Hyperlordosis can be caused by weak core muscles, tight hip flexors, poor exercise form and weak gluteal muscles. Some of these conditions may be corrected with hyperlordosis treatment exercises.

If you have pain associated with your lordosis, consult a doctor to determine the underlying cause.

Read more: Exercises to Do at Home for Cervical Lordosis

1. Hip Flexor Stretches

Lordosis stretches target the hip flexors. Due to a biomechanical process known as reciprocal inhibition, when your hip flexors are tight, the gluteals, which are the opposing muscle group, become weak. This has an adverse effect on pelvic alignment. There are two ways to stretch hip flexors.

Myofascial self-release with a foam roller combines the benefits of stretching and massage. Manual stretches increase flexibility and range of motion.

Move 1: Myofascial Release

  1. Lie facedown, aligning your hip flexors with the center of the roller.
  2. Allow your weight to sink into the roller.
  3. Hold the position for at least 30 seconds, as advised by Mayo Clinic.

Move 2: Hip Flexor Stretch

  1. Stand up, bend your knee and reach behind you to grab your ankle.
  2. Tilt your pelvis forward as you pull your heel toward your buttock.
  3. Hold the stretch for at least 30 seconds.

2. The Pelvic Tilt

The pelvic tilt position — also called an abdominal draw-in — is the opposite of an arched back. Performing this exercise, as demonstrated by Princeton University Athletic Medicine, can help correct a lordotic posture.

  1. Lie on your back with your knees bent and your feet flat on the floor.
  2. Inhale to prepare.
  3. As you exhale, tilt the lower part of your pelvis from the floor, forming a hollow bowl between your pelvis and your navel.
  4. Perform 20 repetitions daily.

3. Stability Ball Bridge

The stability ball bridge strengthens your gluteal muscles. Since the ball is an unstable object, it requires deep core activation. As such, this exercise will work your butt and your deep abdominal muscles.

  1. Lie on your back with your calves draped over the ball.
  2. Begin with the pelvic tilt.
  3. Then squeeze your butt until you are in a bridge position.
  4. As you roll down, try to feel each vertebra touch the floor. Make sure that the lower back touches the floor before the pelvis.
  5. Perform 12 repetitions every day.

4. Stability Ball Crunch

Strengthening your abdominal muscles is essential for correcting spinal lordosis. Performing your crunches on a stability ball, as demonstrated by the American Council on Exercise, will make use of your deeper abdominal muscles.

  1. Position yourself on the ball so that your butt, lower back and mid-back are against the ball's surface.
  2. Rest your fingers at the edge of your head.
  3. Inhale to prepare.
  4. As you exhale, curl your upper torso so that your rib cage moves toward your pelvis.
  5. Perform 20 repetitions daily.

Read more: Flat Back Exercises

5. Knees to Chest Stretch and Heel Slide

Perform the knees to chest stretch and heel slide to increase both flexibility and strength.

  1. Lie on your back with your knees bent.
  2. Lift both legs from the floor and draw your knees to your chest.
  3. Hold the stretch for 30 seconds.
  4. Then lower one heel to the floor. Keep the opposite knee close to your chest.
  5. Slide the other heel along the floor until the leg is straight. Keep your back flat on the floor the entire time.
  6. Perform eight repetitions on each leg.

Supplied entries
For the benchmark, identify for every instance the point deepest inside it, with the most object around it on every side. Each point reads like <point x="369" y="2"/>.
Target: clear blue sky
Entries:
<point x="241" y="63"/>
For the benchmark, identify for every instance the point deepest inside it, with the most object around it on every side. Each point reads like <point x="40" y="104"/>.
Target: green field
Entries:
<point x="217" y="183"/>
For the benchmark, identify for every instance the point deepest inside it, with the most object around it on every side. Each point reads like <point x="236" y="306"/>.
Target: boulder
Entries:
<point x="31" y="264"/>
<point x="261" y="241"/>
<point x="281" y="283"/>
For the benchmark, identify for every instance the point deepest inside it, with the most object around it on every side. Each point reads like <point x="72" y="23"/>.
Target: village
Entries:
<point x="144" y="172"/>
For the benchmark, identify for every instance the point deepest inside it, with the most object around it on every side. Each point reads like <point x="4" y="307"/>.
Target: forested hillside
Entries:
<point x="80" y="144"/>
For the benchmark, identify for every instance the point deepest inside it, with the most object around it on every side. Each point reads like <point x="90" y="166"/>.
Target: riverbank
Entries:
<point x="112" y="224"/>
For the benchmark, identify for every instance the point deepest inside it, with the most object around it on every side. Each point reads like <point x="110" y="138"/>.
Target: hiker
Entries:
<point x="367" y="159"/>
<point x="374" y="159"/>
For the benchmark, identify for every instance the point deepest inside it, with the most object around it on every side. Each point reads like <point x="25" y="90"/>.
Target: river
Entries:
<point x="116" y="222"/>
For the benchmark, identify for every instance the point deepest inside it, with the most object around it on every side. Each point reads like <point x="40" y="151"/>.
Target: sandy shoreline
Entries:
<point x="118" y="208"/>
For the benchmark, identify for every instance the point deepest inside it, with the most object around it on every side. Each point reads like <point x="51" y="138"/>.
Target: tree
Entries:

Goal of the exercise
Please copy the hyperlordosis text word for word, starting at "1. Lie on your back with your calves" and stopping after "3. Inhale to prepare.". Rely only on the hyperlordosis text and nothing else.

Task result
1. Lie on your back with your calves draped over the ball.
  2. Begin with the pelvic tilt.
  3. Then squeeze your butt until you are in a bridge position.
  4. As you roll down, try to feel each vertebra touch the floor. Make sure that the lower back touches the floor before the pelvis.
  5. Perform 12 repetitions every day.

4. Stability Ball Crunch

Strengthening your abdominal muscles is essential for correcting spinal lordosis. Performing your crunches on a stability ball, as demonstrated by the American Council on Exercise, will make use of your deeper abdominal muscles.

  1. Position yourself on the ball so that your butt, lower back and mid-back are against the ball's surface.
  2. Rest your fingers at the edge of your head.
  3. Inhale to prepare.